== TEXTE RETENU ==

Dès 1914, Roland Dorgelès (1886-1973), alors jeune journaliste, s’engage dans l’infanterie. Cette expérience marque son entrée en littérature. Considéré comme son chef-d’œuvre, Les croix de bois lui valent en 1919 le prix Femina.
Dans un style sans fioritures, le roman retrace le quotidien de Gilbert Demachy, un étudiant plein d’illusions qui a rejoint le 39e régiment d’infanterie. En restituant la réalité des tranchées – les attaques, les bombardements, les échanges entre camarades dont beaucoup finiront le long d’une route sous une simple croix de bois –, ce récit aux accents de farce macabre dépeint la « boucherie » dont naquit le XXe siècle.
Avec Les Croix de bois, Dorgelès révélait l’abominable vérité d’un conflit à peine achevé : celle que taisaient les journaux et que les civils refusaient d’entendre de la bouche des rares rescapés. Par sa valeur de témoignage et par l’engagement pacifiste de son auteur, ce roman reste un des plus célèbres pamphlets contre la guerre, bouleversant hommage aux héros inconnus qui en furent les acteurs.

===

### LISTE DES TÂCHES:
1 - Recopiez le passage du texte retenu situé entre « Avec Les Croix » et « furent les acteurs. », bornes incluses, en renommant « Dorgelès » en « Roland Dorgelès ».
2 - D’après le texte retenu, quelle distinction Les croix de bois ont-elles valu à Roland Dorgelès en 1919 ?
3 - Indiquez si chacune des affirmations suivantes concorde avec le texte retenu, par oui ou par non, en citant les mots décisifs du texte. (a) Gilbert Demachy a rejoint le 39e régiment d’infanterie. (b) En 1914, Roland Dorgelès s’engage dans la cavalerie. (c) Le roman est écrit dans un style chargé d’ornements.

== LIGNES DE DONNÉES ==

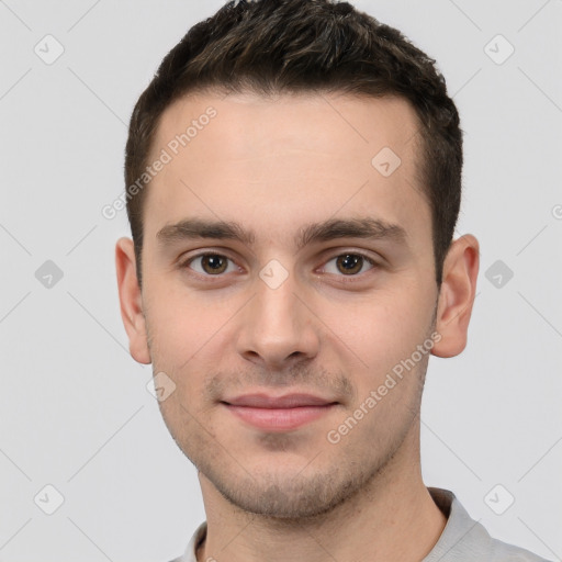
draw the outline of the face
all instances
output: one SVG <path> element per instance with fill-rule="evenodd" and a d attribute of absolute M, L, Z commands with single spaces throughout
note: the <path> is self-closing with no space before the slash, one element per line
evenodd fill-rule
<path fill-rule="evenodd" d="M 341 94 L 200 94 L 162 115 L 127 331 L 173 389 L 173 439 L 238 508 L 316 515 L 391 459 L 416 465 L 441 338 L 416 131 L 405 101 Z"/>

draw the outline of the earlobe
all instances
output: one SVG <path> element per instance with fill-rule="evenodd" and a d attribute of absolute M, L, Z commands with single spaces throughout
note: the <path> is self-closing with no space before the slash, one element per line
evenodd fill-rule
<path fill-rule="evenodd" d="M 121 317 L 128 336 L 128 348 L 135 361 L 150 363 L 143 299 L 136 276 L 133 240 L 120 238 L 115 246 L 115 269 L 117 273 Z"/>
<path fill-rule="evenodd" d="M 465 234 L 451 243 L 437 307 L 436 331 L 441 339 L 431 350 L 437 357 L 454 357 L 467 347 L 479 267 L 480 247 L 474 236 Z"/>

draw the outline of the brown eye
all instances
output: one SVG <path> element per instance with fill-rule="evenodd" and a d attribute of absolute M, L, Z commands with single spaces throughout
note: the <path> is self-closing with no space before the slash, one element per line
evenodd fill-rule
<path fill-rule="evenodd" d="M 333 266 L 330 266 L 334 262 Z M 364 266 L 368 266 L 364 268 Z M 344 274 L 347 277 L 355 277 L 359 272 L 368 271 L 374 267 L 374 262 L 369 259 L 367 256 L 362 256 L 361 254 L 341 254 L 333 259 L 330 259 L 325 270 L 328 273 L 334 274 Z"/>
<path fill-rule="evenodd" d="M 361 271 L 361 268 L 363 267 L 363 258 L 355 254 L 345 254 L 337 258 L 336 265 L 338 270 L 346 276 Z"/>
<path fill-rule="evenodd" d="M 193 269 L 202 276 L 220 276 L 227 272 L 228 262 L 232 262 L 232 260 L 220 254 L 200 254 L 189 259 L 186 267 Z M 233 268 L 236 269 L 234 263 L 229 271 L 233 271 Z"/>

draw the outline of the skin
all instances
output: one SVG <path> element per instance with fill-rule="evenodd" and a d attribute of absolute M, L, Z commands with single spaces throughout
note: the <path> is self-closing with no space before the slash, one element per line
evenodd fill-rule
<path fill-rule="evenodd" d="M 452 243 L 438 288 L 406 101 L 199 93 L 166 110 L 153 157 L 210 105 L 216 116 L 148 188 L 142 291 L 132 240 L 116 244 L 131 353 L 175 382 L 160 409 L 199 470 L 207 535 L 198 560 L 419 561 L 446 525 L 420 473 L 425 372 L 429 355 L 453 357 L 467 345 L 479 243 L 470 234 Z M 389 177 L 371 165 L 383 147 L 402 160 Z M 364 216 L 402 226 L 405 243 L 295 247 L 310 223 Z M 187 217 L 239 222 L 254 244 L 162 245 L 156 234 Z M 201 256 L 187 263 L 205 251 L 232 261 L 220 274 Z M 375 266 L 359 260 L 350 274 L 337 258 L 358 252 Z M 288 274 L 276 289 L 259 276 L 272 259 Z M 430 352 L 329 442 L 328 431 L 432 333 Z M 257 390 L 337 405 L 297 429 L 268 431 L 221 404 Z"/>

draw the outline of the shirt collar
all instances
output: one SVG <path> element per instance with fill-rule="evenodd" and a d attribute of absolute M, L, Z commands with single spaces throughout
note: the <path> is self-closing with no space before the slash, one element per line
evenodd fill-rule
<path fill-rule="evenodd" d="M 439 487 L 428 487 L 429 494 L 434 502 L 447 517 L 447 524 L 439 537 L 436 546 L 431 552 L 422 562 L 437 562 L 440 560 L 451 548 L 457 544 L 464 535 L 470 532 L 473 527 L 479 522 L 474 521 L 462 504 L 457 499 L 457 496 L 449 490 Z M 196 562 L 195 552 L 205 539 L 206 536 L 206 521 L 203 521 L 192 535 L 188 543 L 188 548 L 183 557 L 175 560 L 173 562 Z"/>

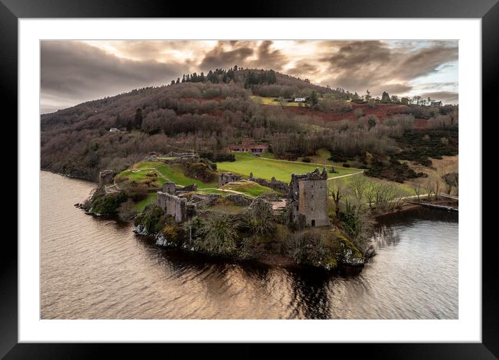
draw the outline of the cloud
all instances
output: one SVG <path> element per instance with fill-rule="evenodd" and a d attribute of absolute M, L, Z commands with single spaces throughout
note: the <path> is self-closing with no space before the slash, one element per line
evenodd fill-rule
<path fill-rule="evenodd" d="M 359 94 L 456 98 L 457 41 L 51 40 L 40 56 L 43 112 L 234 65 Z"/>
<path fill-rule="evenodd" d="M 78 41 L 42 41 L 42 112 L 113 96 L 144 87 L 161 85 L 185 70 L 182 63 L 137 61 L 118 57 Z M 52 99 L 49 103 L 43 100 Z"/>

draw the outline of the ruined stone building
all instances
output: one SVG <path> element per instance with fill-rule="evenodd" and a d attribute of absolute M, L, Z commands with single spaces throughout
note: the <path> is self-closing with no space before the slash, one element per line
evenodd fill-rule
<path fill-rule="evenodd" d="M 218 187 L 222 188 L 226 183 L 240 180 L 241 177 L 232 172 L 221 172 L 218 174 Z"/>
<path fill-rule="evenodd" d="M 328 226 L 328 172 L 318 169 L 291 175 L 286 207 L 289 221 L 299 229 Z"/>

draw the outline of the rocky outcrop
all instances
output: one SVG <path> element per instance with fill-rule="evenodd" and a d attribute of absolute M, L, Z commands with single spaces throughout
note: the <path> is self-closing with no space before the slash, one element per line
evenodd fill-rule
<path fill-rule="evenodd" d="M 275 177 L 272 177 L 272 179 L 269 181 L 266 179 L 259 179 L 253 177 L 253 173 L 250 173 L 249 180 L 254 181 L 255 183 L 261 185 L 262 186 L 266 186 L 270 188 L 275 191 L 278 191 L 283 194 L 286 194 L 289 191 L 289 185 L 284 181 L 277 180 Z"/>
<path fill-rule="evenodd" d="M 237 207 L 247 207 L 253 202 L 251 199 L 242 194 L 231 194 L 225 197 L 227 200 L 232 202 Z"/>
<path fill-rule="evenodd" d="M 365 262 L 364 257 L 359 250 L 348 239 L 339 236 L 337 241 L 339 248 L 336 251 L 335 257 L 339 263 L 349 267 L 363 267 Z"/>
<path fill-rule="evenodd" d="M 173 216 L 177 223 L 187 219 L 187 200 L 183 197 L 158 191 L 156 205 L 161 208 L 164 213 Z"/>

===

### RÉPONSES PAR TÂCHE:
1 -
Avec Les Croix de bois, Roland Dorgelès révélait l’abominable vérité d’un conflit à peine achevé : celle que taisaient les journaux et que les civils refusaient d’entendre de la bouche des rares rescapés. Par sa valeur de témoignage et par l’engagement pacifiste de son auteur, ce roman reste un des plus célèbres pamphlets contre la guerre, bouleversant hommage aux héros inconnus qui en furent les acteurs.

2 - Le prix Femina.

3 -
(a) Oui : « un étudiant plein d’illusions qui a rejoint le 39e régiment d’infanterie ».
(b) Non : « Dès 1914, Roland Dorgelès (1886-1973), alors jeune journaliste, s’engage dans l’infanterie ».
(c) Non : « Dans un style sans fioritures ».